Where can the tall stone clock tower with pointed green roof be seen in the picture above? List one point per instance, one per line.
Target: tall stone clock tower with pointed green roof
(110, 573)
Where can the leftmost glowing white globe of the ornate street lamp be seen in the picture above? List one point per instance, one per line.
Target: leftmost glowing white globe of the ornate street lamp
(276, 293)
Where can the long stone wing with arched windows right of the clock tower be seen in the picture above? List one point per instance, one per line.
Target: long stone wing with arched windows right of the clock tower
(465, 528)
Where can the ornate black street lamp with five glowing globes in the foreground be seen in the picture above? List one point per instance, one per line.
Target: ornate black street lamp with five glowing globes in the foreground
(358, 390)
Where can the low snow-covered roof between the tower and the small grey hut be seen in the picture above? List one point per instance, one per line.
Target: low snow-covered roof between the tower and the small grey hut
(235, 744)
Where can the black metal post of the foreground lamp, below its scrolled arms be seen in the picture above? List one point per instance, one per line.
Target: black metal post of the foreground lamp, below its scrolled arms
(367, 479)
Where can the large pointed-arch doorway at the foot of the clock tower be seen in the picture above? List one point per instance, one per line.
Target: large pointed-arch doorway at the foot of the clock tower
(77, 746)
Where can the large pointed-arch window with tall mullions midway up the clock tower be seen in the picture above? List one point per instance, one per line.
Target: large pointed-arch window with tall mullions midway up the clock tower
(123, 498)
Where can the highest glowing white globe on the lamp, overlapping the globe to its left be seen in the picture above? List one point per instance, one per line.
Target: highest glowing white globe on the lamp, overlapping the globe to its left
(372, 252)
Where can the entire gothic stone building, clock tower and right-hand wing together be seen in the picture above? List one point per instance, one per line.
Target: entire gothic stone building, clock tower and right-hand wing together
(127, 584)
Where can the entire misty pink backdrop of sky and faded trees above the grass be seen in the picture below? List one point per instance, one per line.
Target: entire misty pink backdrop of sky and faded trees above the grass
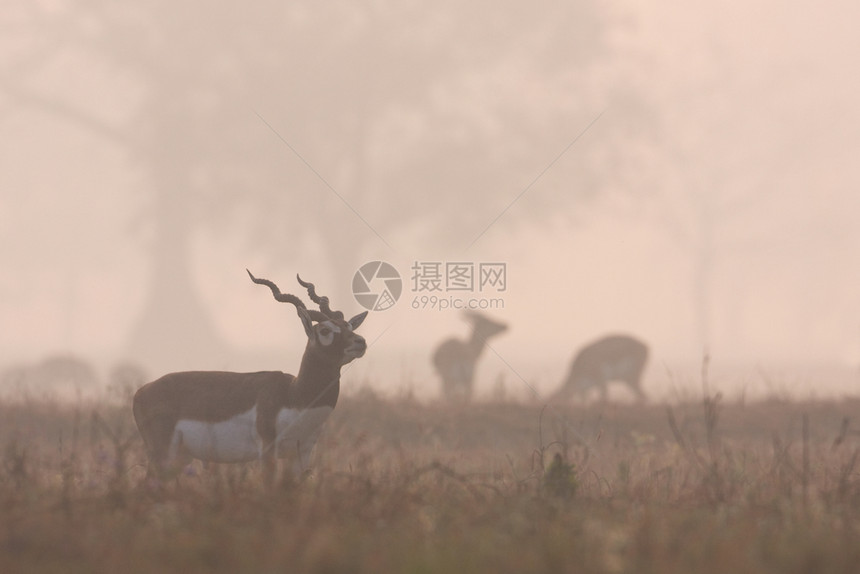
(685, 173)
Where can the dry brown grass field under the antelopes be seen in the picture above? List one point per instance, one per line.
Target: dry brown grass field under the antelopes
(402, 486)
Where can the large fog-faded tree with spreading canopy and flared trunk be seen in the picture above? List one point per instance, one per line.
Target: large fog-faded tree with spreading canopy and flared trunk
(290, 121)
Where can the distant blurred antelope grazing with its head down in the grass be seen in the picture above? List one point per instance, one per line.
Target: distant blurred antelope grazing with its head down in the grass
(614, 358)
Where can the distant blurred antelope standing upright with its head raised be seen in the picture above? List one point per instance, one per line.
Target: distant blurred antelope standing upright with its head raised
(455, 360)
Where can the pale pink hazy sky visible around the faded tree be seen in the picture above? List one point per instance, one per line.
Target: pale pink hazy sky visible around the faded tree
(760, 99)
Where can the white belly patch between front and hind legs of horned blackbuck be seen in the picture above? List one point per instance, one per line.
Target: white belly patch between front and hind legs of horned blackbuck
(232, 440)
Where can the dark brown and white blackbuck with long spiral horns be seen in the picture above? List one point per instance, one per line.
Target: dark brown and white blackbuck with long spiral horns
(237, 417)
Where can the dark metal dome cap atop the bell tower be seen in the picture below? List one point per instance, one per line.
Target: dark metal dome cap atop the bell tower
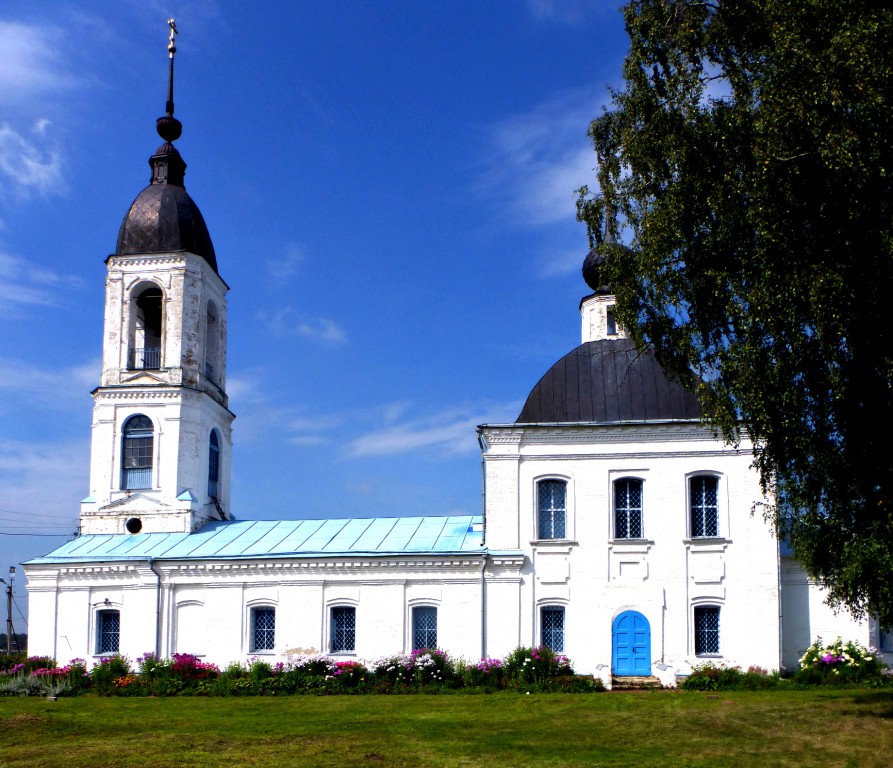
(163, 218)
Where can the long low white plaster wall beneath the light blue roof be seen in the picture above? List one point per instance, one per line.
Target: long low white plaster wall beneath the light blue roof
(216, 598)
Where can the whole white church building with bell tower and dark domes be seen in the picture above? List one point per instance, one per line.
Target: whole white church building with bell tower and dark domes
(616, 527)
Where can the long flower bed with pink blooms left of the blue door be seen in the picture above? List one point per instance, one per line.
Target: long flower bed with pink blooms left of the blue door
(427, 670)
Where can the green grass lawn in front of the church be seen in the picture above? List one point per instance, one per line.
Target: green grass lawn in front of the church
(661, 728)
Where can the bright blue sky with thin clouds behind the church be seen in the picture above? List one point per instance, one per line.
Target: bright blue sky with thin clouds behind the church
(390, 192)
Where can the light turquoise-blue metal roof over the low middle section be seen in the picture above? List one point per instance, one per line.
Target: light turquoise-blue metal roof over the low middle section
(242, 539)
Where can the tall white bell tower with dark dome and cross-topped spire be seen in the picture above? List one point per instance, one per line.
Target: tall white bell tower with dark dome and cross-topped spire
(162, 430)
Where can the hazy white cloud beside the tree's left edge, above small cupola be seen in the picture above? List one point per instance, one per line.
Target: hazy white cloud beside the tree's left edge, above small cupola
(536, 161)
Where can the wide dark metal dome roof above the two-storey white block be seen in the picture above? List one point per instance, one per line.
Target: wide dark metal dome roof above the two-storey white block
(608, 381)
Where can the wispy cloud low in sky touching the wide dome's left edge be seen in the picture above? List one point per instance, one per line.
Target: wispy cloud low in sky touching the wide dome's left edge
(447, 432)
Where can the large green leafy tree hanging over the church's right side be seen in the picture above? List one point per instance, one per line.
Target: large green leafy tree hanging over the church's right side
(746, 166)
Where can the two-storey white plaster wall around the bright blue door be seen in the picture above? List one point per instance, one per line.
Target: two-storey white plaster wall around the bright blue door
(664, 576)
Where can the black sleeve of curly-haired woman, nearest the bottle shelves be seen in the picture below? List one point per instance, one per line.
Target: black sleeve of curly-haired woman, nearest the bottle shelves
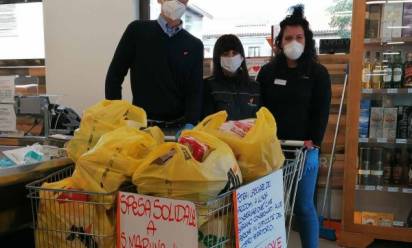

Your objective
From the line containing "Target: tall white" through the last line of the data above, write out every line word for word, and nothing else. Do not include the pictures.

The completed task
Target: tall white bell tower with dark dome and cross-topped spire
(162, 430)
Where can the hazy white cloud beside the tree's left edge, above small cupola be seen in the picture above? List one point per instance, one per line.
Target: hazy white cloud beside the tree's left edge, above small cupola
(536, 161)
Where can the wide dark metal dome roof above the two-storey white block be seen in the picture above? List one point per instance, one per line.
Target: wide dark metal dome roof above the two-storey white block
(608, 381)
Where can the wispy cloud low in sky touching the wide dome's left edge be seen in the picture above? List one point per instance, one per line.
Target: wispy cloud low in sky touching the wide dome's left edge
(447, 432)
Where can the large green leafy tree hanging over the church's right side be seen in the picture above? List one point per instance, one per line.
Target: large green leafy tree hanging over the church's right side
(746, 166)
Where can the two-storey white plaster wall around the bright blue door be seen in the picture above? List one point per instance, one per line.
Target: two-storey white plaster wall around the bright blue door
(664, 576)
Where can the black sleeve of curly-haired woman, nearest the bottle shelves be seen in the picture below? List one point per instance, one per line.
Target: black sleeve of curly-haired woman, nearest the bottle shelves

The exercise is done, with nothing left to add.